> **Data to process**:
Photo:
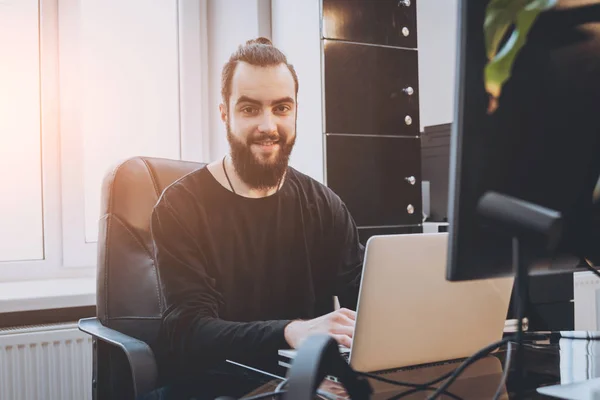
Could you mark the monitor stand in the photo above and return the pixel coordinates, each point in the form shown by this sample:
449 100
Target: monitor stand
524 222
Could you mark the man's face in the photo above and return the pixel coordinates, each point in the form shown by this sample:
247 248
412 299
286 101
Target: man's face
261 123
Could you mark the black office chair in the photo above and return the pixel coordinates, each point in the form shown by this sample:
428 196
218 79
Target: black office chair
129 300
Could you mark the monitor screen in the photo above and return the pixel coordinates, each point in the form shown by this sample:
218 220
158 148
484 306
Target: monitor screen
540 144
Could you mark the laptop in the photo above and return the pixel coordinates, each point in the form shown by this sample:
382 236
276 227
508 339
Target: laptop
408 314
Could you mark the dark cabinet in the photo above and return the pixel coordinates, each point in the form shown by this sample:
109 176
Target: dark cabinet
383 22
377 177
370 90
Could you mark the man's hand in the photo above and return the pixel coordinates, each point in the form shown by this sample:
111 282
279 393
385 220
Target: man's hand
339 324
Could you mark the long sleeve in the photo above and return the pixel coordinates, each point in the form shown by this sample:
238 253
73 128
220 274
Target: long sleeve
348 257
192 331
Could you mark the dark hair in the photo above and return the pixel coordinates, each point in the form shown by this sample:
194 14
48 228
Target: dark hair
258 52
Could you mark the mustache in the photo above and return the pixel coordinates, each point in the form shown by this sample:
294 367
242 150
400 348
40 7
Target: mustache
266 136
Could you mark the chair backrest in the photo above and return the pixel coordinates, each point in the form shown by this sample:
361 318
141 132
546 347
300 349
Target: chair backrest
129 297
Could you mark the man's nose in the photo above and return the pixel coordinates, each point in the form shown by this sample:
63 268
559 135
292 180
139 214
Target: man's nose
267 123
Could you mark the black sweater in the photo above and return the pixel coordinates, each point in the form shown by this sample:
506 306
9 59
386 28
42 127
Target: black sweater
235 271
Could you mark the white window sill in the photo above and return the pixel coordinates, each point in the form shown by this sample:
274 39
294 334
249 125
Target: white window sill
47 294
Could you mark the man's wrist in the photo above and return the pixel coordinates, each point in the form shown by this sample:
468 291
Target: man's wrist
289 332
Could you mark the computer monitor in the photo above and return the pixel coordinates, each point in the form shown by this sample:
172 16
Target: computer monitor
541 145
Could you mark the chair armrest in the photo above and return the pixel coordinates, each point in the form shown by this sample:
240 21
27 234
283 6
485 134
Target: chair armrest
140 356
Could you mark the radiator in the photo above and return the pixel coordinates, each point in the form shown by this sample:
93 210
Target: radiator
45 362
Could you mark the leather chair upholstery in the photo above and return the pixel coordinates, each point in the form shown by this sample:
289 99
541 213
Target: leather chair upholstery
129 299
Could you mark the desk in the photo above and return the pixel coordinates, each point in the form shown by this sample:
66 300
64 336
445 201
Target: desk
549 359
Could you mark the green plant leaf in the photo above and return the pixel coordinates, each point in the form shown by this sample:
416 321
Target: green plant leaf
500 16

> **What you should do**: Reproduce the final stretch of the data above: every line from the one holding "Could you mark the man's wrist" through the end, inclusive, exactly as written and nothing else.

> **Task result**:
Could you mark the man's wrist in the photo above and return the pixel coordinates, each point in the form shown by this sample:
468 291
Target: man's wrist
289 332
Could you mark the computer monitor in the photo above and return the pixel coordinates, each point in the form shown by this sample:
172 16
Target: computer monitor
541 145
Could you mark the chair armrest in the photo above and return the pixel coordinates, each point in the form shown by this sample:
240 21
27 234
283 6
485 134
Target: chair armrest
140 356
Could you mark the radiator in the photo above and return the pixel coordinates, each point in the form shown by this sample:
93 210
Target: radiator
45 362
Could you mark the leather chair upholstery in the photo above and return the pixel coordinates, each point in the form shown by this sample:
289 99
541 213
Target: leather chair upholstery
129 299
Could you mark the desk in the photo above and return the pixel coordinates, each point in the form shown by this sample:
66 300
64 336
445 201
Target: desk
549 359
Could you mark the green plant leaf in the photo above and return the pixel coordinates, each point in the form shown by this sample:
416 321
Target: green plant leaf
500 16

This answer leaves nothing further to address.